> _Task to carry out_: Switch "twig" to "branch" in the entries below and leave every other part unchanged.

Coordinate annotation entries

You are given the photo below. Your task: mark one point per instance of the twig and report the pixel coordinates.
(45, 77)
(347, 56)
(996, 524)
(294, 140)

> _Task solution_:
You are given the photo below. Your task: mark one point per instance of the branch and report the pixel coordinates.
(45, 77)
(347, 56)
(996, 524)
(294, 140)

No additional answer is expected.